◆ **Extrait du document**:
■ ■ ■ ■
De Paris déjà, je lui avais envoyé un article sur l’Art et le Climat. À Zurich, il accepta volontiers quelques extraits assez considérables de mon ouvrage inédit sur l’Opéra et le Drame et me les paya fort convenablement. Cet homme est demeuré pour moi le type unique du rédacteur plein de tact. Il me donna à lire la critique manuscrite qu’un M. Palleske avait faite de mon Œuvre d’art de l’avenir et me déclara qu’il ne l’imprimerait pas sans mon autorisation. C’était une dissertation écrite avec prétention ; de plus, superficielle et inintelligente. Si elle paraissait dans notre Revue, je me voyais obligé d’y répondre par d’interminables et fatigantes explications sur ma véritable théorie. N’ayant aucune envie d’accomplir cette besogne, j’acceptai volontiers la décision de Kolatschek qui rendit le manuscrit à son auteur.
■ ■ ■ ■
◆ **Données**:
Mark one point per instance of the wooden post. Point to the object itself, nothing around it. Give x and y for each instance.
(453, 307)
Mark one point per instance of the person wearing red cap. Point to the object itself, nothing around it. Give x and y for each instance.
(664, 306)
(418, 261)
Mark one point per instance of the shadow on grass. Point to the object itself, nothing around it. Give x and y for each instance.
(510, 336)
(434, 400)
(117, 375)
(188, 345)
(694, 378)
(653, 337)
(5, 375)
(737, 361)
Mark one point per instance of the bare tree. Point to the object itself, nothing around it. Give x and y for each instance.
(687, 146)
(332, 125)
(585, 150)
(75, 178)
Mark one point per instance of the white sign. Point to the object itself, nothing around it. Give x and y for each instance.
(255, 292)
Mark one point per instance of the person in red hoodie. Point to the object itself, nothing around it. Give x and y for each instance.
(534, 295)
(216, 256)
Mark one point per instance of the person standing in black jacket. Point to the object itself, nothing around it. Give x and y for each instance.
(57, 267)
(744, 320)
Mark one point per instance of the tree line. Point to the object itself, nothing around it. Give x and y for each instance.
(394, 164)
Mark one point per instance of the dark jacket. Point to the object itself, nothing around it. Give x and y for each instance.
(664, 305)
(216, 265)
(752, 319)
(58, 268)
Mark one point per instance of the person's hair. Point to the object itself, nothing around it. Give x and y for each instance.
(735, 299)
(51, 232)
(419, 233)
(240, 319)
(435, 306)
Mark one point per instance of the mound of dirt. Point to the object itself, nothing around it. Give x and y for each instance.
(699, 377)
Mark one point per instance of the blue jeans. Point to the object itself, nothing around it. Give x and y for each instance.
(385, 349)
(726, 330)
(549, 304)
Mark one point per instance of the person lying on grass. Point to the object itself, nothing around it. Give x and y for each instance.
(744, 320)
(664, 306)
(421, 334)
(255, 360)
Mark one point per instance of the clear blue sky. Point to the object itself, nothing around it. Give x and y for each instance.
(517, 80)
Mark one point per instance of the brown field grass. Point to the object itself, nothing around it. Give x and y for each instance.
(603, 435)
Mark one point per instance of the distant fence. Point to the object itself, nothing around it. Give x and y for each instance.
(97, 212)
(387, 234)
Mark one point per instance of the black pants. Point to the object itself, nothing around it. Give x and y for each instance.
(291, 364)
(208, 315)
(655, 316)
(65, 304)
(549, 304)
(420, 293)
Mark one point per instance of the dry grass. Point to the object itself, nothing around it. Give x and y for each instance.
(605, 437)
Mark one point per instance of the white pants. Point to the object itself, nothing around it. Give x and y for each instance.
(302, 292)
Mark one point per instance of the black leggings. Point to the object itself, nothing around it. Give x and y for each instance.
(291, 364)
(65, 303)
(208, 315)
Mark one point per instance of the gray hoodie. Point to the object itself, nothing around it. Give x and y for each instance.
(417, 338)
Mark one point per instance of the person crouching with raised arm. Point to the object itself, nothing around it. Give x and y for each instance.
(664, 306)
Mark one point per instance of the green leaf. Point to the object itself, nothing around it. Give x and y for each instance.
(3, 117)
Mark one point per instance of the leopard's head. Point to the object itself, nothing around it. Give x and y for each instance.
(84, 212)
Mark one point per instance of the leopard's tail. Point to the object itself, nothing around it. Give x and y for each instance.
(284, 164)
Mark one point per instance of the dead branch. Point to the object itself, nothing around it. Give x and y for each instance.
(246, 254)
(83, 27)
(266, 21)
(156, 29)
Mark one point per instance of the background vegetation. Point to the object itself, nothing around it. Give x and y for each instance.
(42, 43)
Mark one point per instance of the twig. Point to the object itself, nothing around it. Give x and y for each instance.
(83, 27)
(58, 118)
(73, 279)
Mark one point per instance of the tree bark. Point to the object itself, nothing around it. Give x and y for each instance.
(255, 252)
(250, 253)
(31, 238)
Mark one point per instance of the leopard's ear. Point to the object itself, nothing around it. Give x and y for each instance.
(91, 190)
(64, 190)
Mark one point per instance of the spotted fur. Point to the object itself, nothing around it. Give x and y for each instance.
■ ■ ■ ■
◆ **Consigne 1**:
Répondez aux questions suivantes d'après l'extrait.
(a) Sur quel sujet portait l'article envoyé de Paris ?
(b) Qui avait rédigé la critique manuscrite de l'Œuvre d'art de l'avenir ?
(c) Qu'a fait Kolatschek du manuscrit de cette critique ?
◆ **Consigne 2**:
Citez fidèlement le passage de l'extrait qui s'ouvre sur les mots contenant « De Paris déjà, je » et se termine par « à son auteur. ».

◆ **Réponse détaillée 1**:
(a) L'article portait sur l'Art et le Climat.
(b) La critique avait été rédigée par un M. Palleske.
(c) Kolatschek a rendu le manuscrit à son auteur.

◆ **Réponse détaillée 2**:
De Paris déjà, je lui avais envoyé un article sur l’Art et le Climat. À Zurich, il accepta volontiers quelques extraits assez considérables de mon ouvrage inédit sur l’Opéra et le Drame et me les paya fort convenablement. Cet homme est demeuré pour moi le type unique du rédacteur plein de tact. Il me donna à lire la critique manuscrite qu’un M. Palleske avait faite de mon Œuvre d’art de l’avenir et me déclara qu’il ne l’imprimerait pas sans mon autorisation. C’était une dissertation écrite avec prétention ; de plus, superficielle et inintelligente. Si elle paraissait dans notre Revue, je me voyais obligé d’y répondre par d’interminables et fatigantes explications sur ma véritable théorie. N’ayant aucune envie d’accomplir cette besogne, j’acceptai volontiers la décision de Kolatschek qui rendit le manuscrit à son auteur.